EXCERPTED PASSAGE

But there's a bigger point to address: win rate isn't constant even within a single run. The Hearthstone matchmaker tries to pair each player with an opponent that had a similar level of success, so if you went 2 wins 1 loss - for the 4th game it will try to find an opponent who likewise went 2-1. This additional effect reduces the variance of X - since, on average, you get weaker opponents at the start of your run and stronger ones as you progress - so it's less likely you'll go 0-3, but also less likely to get 12 wins. It doesn't effect the averages because we calculate win rate including this variation of opponent skill level - and actually makes the average more meaningful as a larger percentage of Arena runs will end with a result closer to the average.

It's interesting to note that one of the prizes given at the end of a run is a card pack - regardless of the number of wins. The same pack can be bought at the store for 100 gold - so as long as we win 50 gold we at least break even on our 150 gold investment. Alas, a coin-flip player loses a little bit on an average Arena run (even after factoring card prizes in addition to the ~40 gold) - which, I'm sure, is intentional design by Blizzard.

Another point to mention is that every Arena match has a winner and a loser - so if we think of the total pool of players currently playing Arena, each game costs a loss from the total pool of loses. Each Arena entry adds 3 new loses to the pool - allowing for 3 more wins by other players. If everyone were coin-flip players then everyone would have an average of 3 wins and that's it - but in order for "big winners" to exist there have to be players doing worse than coin-flip - getting less than their "fair share" of 3 wins. That's the nature of zero sum games. But, like in any other aspect of games or life, the more you try the better you get - so, at least in part, the good veteran players are being "sponsored" by the newer ones until they get better.

Until next time, may your real life be as fair as Hearthstone Arena.

Michael.

DATA EXCERPTS
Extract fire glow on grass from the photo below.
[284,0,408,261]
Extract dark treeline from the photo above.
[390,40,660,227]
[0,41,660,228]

JOB 1
Reproduce word for word the part of the Hearthstone Arena passage that opens with the words containing "Another point to" and closes with "as Hearthstone Arena.".
JOB 2
Using the Hearthstone Arena passage, decide whether each statement agrees with it, answering yes or no and quoting the words that settle it: (a) A card pack bought at the store costs 100 gold. (b) A coin-flip player comes out slightly ahead on an average Arena run. (c) The matchmaker tries to pair players with opponents who have had similar success.

EXPECTED ANSWER 1
Another point to mention is that every Arena match has a winner and a loser - so if we think of the total pool of players currently playing Arena, each game costs a loss from the total pool of loses. Each Arena entry adds 3 new loses to the pool - allowing for 3 more wins by other players. If everyone were coin-flip players then everyone would have an average of 3 wins and that's it - but in order for "big winners" to exist there have to be players doing worse than coin-flip - getting less than their "fair share" of 3 wins. That's the nature of zero sum games. But, like in any other aspect of games or life, the more you try the better you get - so, at least in part, the good veteran players are being "sponsored" by the newer ones until they get better.

Until next time, may your real life be as fair as Hearthstone Arena.

EXPECTED ANSWER 2
(a) Yes: "The same pack can be bought at the store for 100 gold"
(b) No: "a coin-flip player loses a little bit on an average Arena run"
(c) Yes: "The Hearthstone matchmaker tries to pair each player with an opponent that had a similar level of success"